**Assigned task**. Rewrite the lines below as a JSON list of strings, one string per line, leaving out any blank lines.
== Segment start ==
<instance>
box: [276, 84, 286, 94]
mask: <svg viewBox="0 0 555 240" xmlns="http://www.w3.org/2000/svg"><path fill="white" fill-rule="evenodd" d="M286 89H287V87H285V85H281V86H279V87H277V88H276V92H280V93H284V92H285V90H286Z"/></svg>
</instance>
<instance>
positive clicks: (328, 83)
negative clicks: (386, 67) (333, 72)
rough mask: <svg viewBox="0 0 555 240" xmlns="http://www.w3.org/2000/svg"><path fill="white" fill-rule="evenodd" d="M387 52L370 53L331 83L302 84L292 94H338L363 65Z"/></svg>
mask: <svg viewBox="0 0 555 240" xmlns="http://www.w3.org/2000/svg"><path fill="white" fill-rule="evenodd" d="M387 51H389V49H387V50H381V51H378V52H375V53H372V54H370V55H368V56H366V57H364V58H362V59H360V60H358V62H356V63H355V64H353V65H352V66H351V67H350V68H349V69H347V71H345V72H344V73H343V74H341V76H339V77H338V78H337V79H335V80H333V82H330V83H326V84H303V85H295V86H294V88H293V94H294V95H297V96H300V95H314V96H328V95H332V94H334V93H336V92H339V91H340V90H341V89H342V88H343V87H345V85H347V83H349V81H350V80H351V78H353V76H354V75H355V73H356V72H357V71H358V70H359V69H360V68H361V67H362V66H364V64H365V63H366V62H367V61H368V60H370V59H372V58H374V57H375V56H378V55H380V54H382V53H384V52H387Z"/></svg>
== Segment end ==
**Answer space**.
[
  "<instance>",
  "box: [276, 84, 286, 94]",
  "mask: <svg viewBox=\"0 0 555 240\" xmlns=\"http://www.w3.org/2000/svg\"><path fill=\"white\" fill-rule=\"evenodd\" d=\"M286 89H287V87H285V85H281V86H279V87H277V88H276V92H280V93H284V92H285V90H286Z\"/></svg>",
  "</instance>",
  "<instance>",
  "positive clicks: (328, 83)",
  "negative clicks: (386, 67) (333, 72)",
  "rough mask: <svg viewBox=\"0 0 555 240\" xmlns=\"http://www.w3.org/2000/svg\"><path fill=\"white\" fill-rule=\"evenodd\" d=\"M387 52L370 53L331 83L302 84L292 94H338L363 65Z\"/></svg>",
  "mask: <svg viewBox=\"0 0 555 240\" xmlns=\"http://www.w3.org/2000/svg\"><path fill=\"white\" fill-rule=\"evenodd\" d=\"M387 51H389V49H387V50H381V51H378V52H375V53H372V54H370V55H368V56H366V57H364V58H362V59H360V60H358V62H356V63H355V64H353V65H352V66H351V67H350V68H349V69H347V71H345V72H344V73H343V74H341V76H339V77H338V78H337V79H335V80H333V82H330V83H326V84H303V85H295V86H294V88H293V94H294V95H297V96H300V95H314V96H328V95H332V94H334V93H336V92H339V91H340V90H341V89H342V88H343V87H345V85H347V83H349V81H350V80H351V78H353V76H354V75H355V73H356V72H357V71H358V70H359V69H360V68H361V67H362V66H364V64H365V63H366V62H367V61H368V60H370V59H372V58H374V57H375V56H378V55H380V54H382V53H384V52H387Z\"/></svg>"
]